# [ЗАДАНИЯ ДЛЯ ВЫПОЛНЕНИЯ]
A - Кто, согласно фрагменту, написал предисловие к собранию сочинений Алешковского?
B - Обновите часть фрагмента, которая начинается словами «Сегодня яйца с» и продолжается вплоть до слов «лица даже стукачей.». Замените в ней «куличей» на «пирогов» и приведите эту часть целиком.

# [ПРЕДОСТАВЛЕННЫЙ ФРАГМЕНТ]
==============================

Но, в общем–то, не сюжетами силён Юз Алешковский, а своим фольклорным сказом, сочным, колоритным языком, насыщенным, как сейчас принято говорить, ненормативной лексикой. Я не берусь цитировать, но мне лично всегда казалось, что мат в произведениях Алешковского удивительно на месте. Поверим и лауреату Нобелевской премии по литературе, тонкому «классическому» лирику Иосифу Бродскому, который в предисловии к собранию сочинений Алешковского сказал: «В лице автора мы имеем дело с писателем как инструментом языка... Этот человек, слышавший русский язык, как Моцарт, ...с радостью признаёт первенство материала, с голоса которого он работает»...

Советская пасхальная

Смотрю на небо просветленным взором,
я на троих с утра сообразил.
Я этот день люблю, как День шахтера
И праздник наших вооруженных сил.

Сегодня яйца с треском разбиваются,
и душу радуют колокола,
и пролетарии всех стран соединяются
вокруг пасхального стола.

Как хорошо в такое время года
пойти из церкви прямо на обед.
Давай закурим опиум народа,
а он покурит наших сигарет.

Под колокольный звон ножей и вилок
щекочет ноздри запах куличей.
Приятно мне в сплошном лесу бутылок
увидеть лица даже стукачей.

Все люди – братья! Обниму китайца,
привет Мао Цзэдуну передам,
он жёлтые свои пришлет мне яйца,
я красные свои ему отдам.

==============================

# [ИСХОДНЫЕ ДАННЫЕ]
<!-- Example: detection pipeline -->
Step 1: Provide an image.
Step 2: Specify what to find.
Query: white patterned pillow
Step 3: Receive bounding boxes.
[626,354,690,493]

==============================

# [ПОЛУЧЕННЫЕ ОТВЕТЫ]
A - Иосиф Бродский, лауреат Нобелевской премии по литературе.

B -
Сегодня яйца с треском разбиваются,
и душу радуют колокола,
и пролетарии всех стран соединяются
вокруг пасхального стола.

Как хорошо в такое время года
пойти из церкви прямо на обед.
Давай закурим опиум народа,
а он покурит наших сигарет.

Под колокольный звон ножей и вилок
щекочет ноздри запах пирогов.
Приятно мне в сплошном лесу бутылок
увидеть лица даже стукачей.